Prompt >>
Edit the material so that each "red backpack" reads "blue suitcase", keeping every other line the same, and leave the pictures out of what you return.

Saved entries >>
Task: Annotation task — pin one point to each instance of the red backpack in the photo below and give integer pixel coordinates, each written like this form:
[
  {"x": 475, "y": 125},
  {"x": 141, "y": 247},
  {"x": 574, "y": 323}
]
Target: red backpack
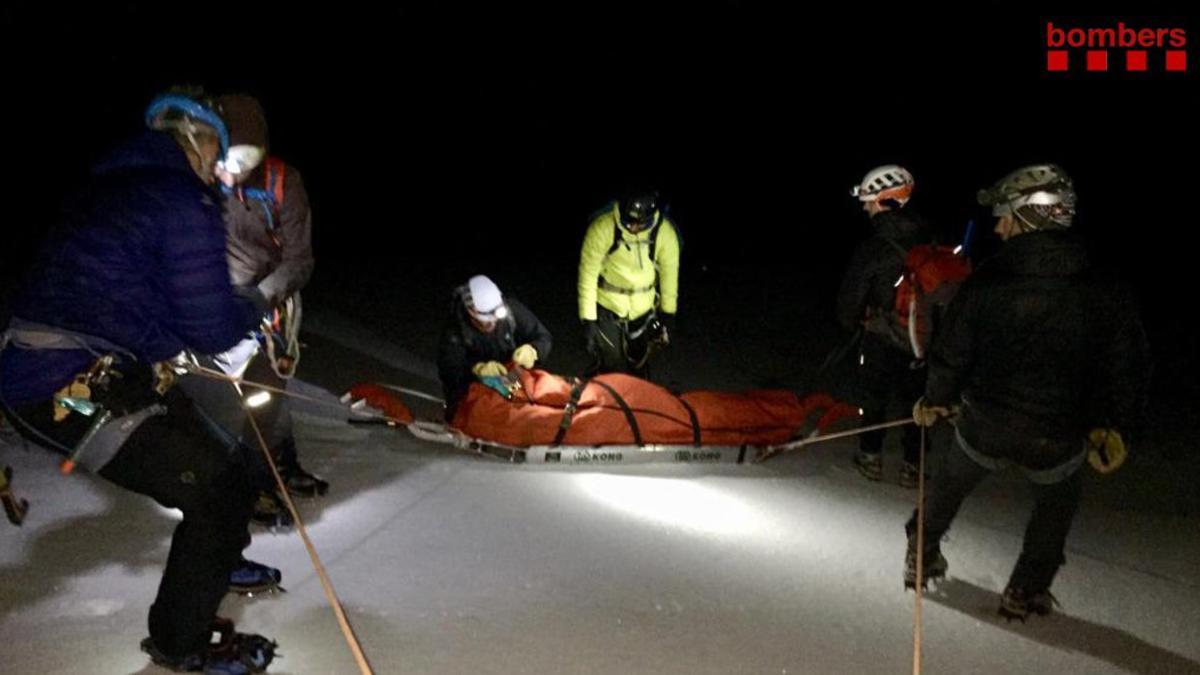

Output of the exercise >>
Task: Annotation task — pin one point to each instance of the blue suitcase in the photo below and give integer pixel coordinates, each written like this form:
[
  {"x": 475, "y": 125},
  {"x": 141, "y": 247},
  {"x": 574, "y": 323}
]
Target: blue suitcase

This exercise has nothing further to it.